Data for this exercise below:
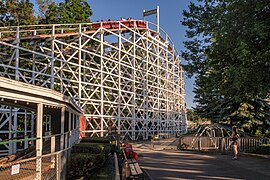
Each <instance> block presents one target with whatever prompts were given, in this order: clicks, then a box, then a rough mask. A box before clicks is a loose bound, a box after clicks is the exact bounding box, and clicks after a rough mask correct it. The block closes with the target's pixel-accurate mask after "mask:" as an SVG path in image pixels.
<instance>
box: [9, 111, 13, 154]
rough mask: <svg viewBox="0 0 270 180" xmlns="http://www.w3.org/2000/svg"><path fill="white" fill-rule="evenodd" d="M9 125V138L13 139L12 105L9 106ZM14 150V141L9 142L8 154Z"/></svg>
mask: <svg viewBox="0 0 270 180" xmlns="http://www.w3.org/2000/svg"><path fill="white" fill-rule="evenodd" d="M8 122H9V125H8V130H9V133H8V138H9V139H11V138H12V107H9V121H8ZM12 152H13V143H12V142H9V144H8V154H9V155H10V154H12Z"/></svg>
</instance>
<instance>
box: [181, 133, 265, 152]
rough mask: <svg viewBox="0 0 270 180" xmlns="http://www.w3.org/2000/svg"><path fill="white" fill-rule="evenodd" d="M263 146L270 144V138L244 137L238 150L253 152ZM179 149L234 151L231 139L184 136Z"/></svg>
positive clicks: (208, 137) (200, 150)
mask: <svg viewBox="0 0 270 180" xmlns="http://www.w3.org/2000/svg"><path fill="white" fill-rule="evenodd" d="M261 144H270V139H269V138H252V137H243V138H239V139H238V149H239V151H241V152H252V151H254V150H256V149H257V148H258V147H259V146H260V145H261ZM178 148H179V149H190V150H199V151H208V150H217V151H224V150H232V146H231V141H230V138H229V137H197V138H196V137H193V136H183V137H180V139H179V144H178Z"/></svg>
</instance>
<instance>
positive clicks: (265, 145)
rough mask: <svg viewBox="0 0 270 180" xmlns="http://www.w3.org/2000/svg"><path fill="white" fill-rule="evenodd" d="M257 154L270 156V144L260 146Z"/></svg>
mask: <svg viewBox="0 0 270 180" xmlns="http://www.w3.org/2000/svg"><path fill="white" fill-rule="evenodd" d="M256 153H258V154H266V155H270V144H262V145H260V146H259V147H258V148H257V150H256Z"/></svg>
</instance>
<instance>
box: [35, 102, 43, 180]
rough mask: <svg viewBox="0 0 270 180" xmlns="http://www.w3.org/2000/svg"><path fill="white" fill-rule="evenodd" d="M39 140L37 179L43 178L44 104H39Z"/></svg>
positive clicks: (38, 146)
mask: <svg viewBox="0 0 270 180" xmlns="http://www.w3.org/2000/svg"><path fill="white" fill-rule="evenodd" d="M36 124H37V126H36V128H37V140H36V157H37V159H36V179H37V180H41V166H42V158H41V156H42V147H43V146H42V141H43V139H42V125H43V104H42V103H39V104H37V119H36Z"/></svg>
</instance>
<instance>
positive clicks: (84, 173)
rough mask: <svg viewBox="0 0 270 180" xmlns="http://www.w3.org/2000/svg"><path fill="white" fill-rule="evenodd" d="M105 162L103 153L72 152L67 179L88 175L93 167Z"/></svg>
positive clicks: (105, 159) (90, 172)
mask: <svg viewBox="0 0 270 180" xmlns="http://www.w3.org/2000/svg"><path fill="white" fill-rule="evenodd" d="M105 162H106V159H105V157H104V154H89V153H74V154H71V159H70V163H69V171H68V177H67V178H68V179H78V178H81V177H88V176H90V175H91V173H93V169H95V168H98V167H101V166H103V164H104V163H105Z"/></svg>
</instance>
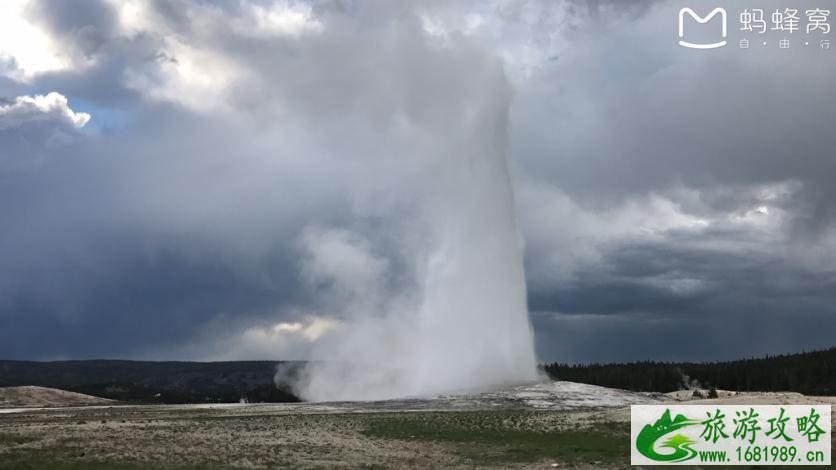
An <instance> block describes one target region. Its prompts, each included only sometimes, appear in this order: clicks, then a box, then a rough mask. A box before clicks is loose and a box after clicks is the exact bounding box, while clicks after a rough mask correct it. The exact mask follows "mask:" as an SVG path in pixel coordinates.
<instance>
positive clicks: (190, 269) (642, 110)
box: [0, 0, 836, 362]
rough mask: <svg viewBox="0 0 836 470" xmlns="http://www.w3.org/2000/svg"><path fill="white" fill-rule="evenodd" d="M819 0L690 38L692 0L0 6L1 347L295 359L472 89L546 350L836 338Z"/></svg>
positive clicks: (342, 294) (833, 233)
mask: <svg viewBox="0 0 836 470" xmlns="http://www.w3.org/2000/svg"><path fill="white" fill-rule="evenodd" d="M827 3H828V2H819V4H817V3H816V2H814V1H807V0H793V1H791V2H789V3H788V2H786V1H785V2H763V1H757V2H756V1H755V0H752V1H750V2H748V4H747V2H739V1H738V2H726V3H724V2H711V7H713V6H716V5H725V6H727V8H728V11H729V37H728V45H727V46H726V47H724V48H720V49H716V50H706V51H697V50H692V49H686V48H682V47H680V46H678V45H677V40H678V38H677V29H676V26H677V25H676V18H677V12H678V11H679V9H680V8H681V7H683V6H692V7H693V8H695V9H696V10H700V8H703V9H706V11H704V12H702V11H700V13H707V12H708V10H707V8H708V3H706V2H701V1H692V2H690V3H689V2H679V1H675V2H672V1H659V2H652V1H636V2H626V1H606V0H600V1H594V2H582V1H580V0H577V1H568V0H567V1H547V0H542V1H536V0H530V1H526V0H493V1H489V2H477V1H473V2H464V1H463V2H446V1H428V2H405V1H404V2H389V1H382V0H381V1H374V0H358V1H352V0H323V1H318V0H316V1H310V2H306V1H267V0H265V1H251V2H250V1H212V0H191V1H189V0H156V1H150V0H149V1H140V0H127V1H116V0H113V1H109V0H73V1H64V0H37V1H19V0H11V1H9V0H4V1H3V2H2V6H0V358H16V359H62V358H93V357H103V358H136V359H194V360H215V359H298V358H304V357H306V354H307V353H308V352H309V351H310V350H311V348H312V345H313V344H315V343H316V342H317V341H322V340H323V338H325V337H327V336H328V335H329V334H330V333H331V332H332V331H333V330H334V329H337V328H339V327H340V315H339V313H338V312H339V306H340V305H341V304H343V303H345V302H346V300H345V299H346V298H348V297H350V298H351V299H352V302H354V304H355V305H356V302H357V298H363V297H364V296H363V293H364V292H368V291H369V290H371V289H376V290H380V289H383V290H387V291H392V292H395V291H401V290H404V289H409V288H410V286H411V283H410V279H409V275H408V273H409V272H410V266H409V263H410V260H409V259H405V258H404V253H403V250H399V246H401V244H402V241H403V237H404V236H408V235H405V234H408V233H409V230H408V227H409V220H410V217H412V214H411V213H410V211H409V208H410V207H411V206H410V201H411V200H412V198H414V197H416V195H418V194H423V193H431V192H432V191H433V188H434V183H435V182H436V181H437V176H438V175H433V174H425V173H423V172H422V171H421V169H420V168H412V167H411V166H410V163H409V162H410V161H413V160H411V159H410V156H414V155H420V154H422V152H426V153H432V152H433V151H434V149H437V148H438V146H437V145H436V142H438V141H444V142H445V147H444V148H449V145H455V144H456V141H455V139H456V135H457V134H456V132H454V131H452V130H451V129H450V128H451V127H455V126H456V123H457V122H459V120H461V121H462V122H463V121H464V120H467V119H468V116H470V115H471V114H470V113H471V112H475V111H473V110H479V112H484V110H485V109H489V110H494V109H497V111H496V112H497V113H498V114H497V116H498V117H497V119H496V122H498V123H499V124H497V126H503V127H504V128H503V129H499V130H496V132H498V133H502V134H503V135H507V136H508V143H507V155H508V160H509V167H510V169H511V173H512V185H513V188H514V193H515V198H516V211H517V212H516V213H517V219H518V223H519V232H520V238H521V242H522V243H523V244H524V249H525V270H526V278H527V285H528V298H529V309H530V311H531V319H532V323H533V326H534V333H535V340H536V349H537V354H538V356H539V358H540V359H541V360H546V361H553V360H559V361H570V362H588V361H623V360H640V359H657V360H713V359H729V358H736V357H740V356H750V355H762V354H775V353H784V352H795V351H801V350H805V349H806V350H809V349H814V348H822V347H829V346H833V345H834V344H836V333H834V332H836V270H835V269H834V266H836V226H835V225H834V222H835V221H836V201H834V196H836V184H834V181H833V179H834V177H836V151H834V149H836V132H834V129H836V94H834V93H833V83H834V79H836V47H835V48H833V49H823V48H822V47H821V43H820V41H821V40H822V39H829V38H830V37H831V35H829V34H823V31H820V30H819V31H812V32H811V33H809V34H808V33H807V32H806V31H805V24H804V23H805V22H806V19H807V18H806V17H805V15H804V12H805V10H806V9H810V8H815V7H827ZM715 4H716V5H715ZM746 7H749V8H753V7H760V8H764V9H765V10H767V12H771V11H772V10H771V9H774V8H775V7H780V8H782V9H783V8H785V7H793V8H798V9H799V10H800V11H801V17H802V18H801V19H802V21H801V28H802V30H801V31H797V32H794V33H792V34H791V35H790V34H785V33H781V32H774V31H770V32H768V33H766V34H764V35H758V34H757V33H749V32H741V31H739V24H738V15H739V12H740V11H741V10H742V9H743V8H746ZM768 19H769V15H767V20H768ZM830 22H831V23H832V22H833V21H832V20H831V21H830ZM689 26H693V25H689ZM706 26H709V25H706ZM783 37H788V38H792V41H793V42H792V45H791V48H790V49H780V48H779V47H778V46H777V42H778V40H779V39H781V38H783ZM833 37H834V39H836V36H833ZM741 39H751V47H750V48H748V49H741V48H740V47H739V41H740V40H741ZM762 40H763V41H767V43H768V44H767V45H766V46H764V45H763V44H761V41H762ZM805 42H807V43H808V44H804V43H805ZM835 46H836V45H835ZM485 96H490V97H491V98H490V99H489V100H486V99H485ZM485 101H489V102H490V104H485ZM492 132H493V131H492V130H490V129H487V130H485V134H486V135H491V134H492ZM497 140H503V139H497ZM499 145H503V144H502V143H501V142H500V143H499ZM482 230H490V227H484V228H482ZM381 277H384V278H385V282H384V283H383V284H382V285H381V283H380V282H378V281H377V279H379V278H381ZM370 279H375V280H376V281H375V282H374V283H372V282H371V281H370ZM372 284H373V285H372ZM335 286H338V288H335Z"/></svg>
End of Data for this exercise.
* Task description: Starting from the first line of the entries above, print each line exactly until the line containing "box: [181, 133, 265, 152]" has been printed, and skip the pictures.

* Exercise output:
Each <instance> block presents one target with whatever prompts were given, in this order: clicks, then a box, then a rough mask. A box before clicks is a loose bound, a box after clicks is the exact bounding box, and clicks after a rough mask correct it. The block closes with the target's pixel-accurate mask after "mask:" as an SVG path in image pixels.
<instance>
box: [9, 111, 13, 154]
rough mask: <svg viewBox="0 0 270 180" xmlns="http://www.w3.org/2000/svg"><path fill="white" fill-rule="evenodd" d="M9 125V138L13 139L12 105L9 106ZM14 150V141L9 142L8 154Z"/></svg>
mask: <svg viewBox="0 0 270 180" xmlns="http://www.w3.org/2000/svg"><path fill="white" fill-rule="evenodd" d="M8 122H9V125H8V130H9V133H8V138H9V139H11V138H12V107H9V121H8ZM12 152H13V143H12V142H9V144H8V154H9V155H10V154H12Z"/></svg>
</instance>
<instance>
box: [181, 133, 265, 152]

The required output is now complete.